Extrait du texte:
******
Mais des mensonges, il y en a deux dans ce passage: un direct, et un par omission. Le direct est à l’oral. Lorsque le narrateur dit que ces personnes étaient “sans doute bien portantes”, c’est entièrement faux, et il suffit de lire la suite du rapport pour s’en rendre compte. Les chiffres incluent par exemple des “décès en lien avec l’évolution d’une pathologie chronique déjà présente avant la vaccination.”
Ce qui nous amène au mensonge principal, qui consiste à omettre les éléments du rapport qui expliquent et contextualisent les chiffres en question. Pour commencer, le fait que un décès déclaré “après une vaccination” ne signifie évidemment pas décès “causé par une vaccination”. Dès qu’une personne décède peu de temps après avoir reçu le vaccin (et ce “peu de temps” peut aller jusqu’à plusieurs semaines!), le décès est rapporté aux agences de pharmacovigilance pour qu’une enquête puisse avoir lieu. Le décès rentre alors directement dans les chiffres. Bien souvent, il est impossible de déterminer avec certitude au cas par cas si le vaccin est en cause. Parfois, il y a une autre cause très clairement établie.
Par exemple, dans ce rapport, on détaille les 36 décès survenu parmi les moins de 50 ans. On a des “causes inconnues” où “aucun élément transmis n’indiquait un rôle potentiel du vaccin”, des décès liés “à une évolution d’une maladie
préexistante”, et une série de 8 cas où les causes ont pu être établies de manière plus détaillées:
- Une réaction allergique aux arachides (le patient avait “ingéré une sauce à base d’arachides” juste avant que les symptômes n’apparaissent).
- Des problèmes d’AVC, rupture d’aneurisme, embolie pulmonaires, etc… qui sont arrivés entre deux semaines et deux mois après la vaccination, avec pour tous les patients sauf un des antécédents d’obésité/surcharge pondérale.
- Un cas d’AVC le soir même de l’injection chez un patient avec des antécédents d’hypertension artérielle.
Le coeur du mensonge est là: “Hold On” cherche clairement à présenter ces chiffres comme si il s’agissait des morts causées par le vaccin. Ce n’est pas le cas. Ces morts ont été déclarées après une vaccination, et le rôle de la pharmacovigilance est d’analyser tous les rapports de problèmes de santés déclarés après une vaccination pour déterminer si un lien existe.
******
Les données:
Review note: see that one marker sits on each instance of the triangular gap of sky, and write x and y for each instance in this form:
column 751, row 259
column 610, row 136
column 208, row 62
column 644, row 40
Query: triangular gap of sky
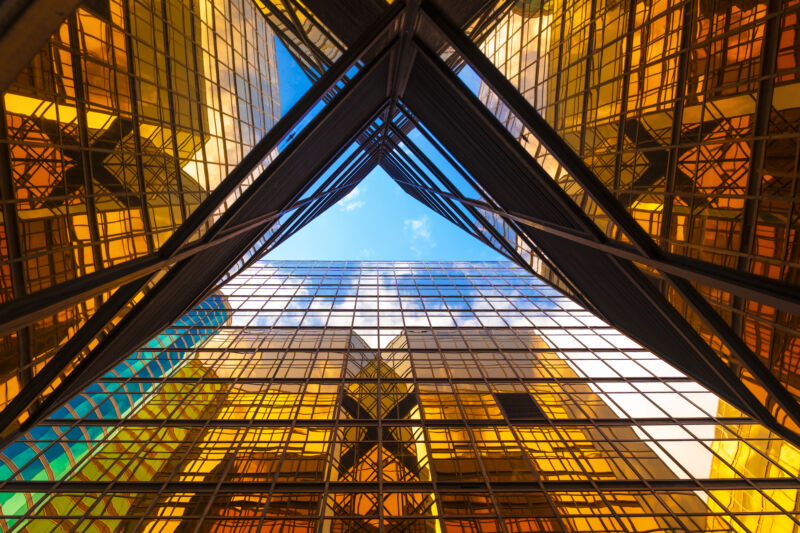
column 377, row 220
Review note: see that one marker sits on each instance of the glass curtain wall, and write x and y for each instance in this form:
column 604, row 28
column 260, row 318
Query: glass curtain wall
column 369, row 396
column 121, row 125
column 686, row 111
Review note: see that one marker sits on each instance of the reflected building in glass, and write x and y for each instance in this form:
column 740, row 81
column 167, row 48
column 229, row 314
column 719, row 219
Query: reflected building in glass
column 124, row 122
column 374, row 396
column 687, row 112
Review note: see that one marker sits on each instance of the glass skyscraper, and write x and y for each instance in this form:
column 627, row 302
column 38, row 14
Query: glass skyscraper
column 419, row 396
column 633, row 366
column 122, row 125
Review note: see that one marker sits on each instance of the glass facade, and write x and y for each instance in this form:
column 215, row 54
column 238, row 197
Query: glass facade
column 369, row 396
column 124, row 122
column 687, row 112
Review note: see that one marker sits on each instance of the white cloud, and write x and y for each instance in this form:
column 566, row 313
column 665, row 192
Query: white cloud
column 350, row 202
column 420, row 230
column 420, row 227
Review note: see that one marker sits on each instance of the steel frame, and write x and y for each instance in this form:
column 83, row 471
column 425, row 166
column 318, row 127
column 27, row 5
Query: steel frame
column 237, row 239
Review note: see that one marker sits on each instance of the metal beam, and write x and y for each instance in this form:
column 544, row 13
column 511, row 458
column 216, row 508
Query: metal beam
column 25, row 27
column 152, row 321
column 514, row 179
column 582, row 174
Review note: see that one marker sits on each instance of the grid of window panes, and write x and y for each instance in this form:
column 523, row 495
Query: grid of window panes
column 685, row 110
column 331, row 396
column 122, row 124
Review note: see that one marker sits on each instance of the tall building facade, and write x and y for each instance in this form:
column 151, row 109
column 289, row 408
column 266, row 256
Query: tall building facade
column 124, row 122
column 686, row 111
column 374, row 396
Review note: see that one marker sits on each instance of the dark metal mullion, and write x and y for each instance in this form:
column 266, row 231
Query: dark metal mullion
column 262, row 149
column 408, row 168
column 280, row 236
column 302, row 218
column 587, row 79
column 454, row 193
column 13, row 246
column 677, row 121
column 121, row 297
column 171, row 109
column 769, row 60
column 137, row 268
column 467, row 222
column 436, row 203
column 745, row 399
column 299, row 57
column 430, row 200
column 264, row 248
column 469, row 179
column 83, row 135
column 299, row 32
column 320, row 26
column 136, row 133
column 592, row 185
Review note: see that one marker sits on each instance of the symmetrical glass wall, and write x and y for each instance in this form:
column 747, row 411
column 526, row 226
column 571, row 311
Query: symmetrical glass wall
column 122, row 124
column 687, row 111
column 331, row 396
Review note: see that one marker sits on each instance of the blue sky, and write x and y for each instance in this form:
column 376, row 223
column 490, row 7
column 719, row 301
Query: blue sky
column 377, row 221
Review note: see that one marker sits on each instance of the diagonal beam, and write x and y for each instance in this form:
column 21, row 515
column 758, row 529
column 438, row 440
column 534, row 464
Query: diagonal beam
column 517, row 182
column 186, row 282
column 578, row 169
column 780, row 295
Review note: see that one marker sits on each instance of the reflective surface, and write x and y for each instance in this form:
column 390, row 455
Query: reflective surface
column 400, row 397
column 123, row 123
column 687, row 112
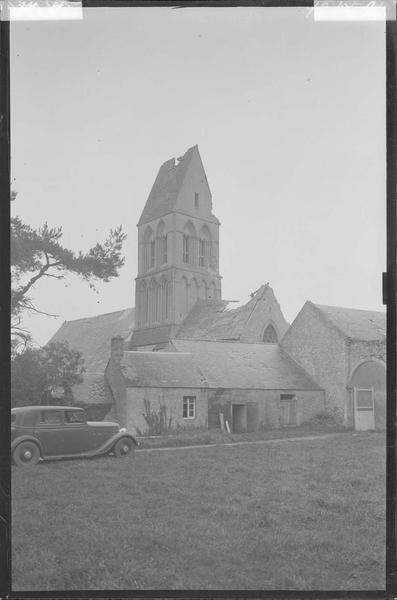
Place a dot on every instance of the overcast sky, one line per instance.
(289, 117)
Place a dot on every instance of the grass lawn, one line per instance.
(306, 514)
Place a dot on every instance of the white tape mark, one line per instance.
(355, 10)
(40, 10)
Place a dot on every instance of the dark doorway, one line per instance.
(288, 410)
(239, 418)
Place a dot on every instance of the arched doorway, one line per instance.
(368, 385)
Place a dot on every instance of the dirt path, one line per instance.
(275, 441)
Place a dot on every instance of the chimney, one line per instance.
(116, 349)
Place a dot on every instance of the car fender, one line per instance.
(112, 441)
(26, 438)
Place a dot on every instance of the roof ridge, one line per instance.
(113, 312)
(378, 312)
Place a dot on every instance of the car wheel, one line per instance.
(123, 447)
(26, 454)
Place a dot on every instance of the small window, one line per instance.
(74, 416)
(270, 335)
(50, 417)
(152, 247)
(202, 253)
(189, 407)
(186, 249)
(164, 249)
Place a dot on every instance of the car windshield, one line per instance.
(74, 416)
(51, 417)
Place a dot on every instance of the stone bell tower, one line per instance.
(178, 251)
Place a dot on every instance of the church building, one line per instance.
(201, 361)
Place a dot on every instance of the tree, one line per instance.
******
Consignes:
A - Répondez aux questions suivantes à partir de l'extrait sur les décès déclarés après vaccination.
(i) Combien de décès survenus parmi les moins de 50 ans le rapport détaille-t-il ?
(ii) Jusqu'à combien de temps le « peu de temps » après le vaccin peut-il aller ?
(iii) Quel antécédent avait le patient victime d'un AVC le soir même de l'injection ?
B - Poursuivez l'extrait sur les décès déclarés après vaccination à partir de sa dernière phrase.
Les items n'ont aucun rôle à jouer ici.

Réponses numérotées:
A -
(i) 36 décès.
(ii) Jusqu'à plusieurs semaines.
(iii) Des antécédents d'hypertension artérielle.

B -
Comment peut-on établir ce lien? En plus des enquêtes détaillées sur chaque décès qui permettent de voir si certains indices inquiétants en ressortent, on peut regarder si la mortalité après vaccination est plus ou moins importante que la mortalité attendue en temps normal. Ainsi, le rapport de l’ANSM indique que, pour près de 17 millions de vaccinés Pfizer de moins de 50 ans, on s’attendrait à avoir environ 700 décès sur la période étudiée. On en a 36. Cela ne signifie bien entendu pas que le vaccin Pfizer protège de toutes les autres causes de décès: on peut supposer que, par exemple, si quelqu’un décède après s’être fait renverser par un bus, on ne le signalera pas à l’ANSM même s’il sortait du centre de vaccination. Ces chiffres sont aussi évidemment à mettre en relation avec un autre: combien de décès liés au COVID durant cette même période?
En France, un peu plus de 900 décès pour prêt de 40 millions de vaccinés Pfizer (incluant des cas où il n’y a clairement pas de lien entre le vaccin et le décès). Toujours en France, 120.000 décès directement liés au COVID (pour environ 7,5 millions de cas rapportés).
Quand on regarde tous les chiffres, la conclusion est claire: se vacciner est, certainement pour les adultes (et probablement pour les enfants aussi), de très très loin la meilleure option.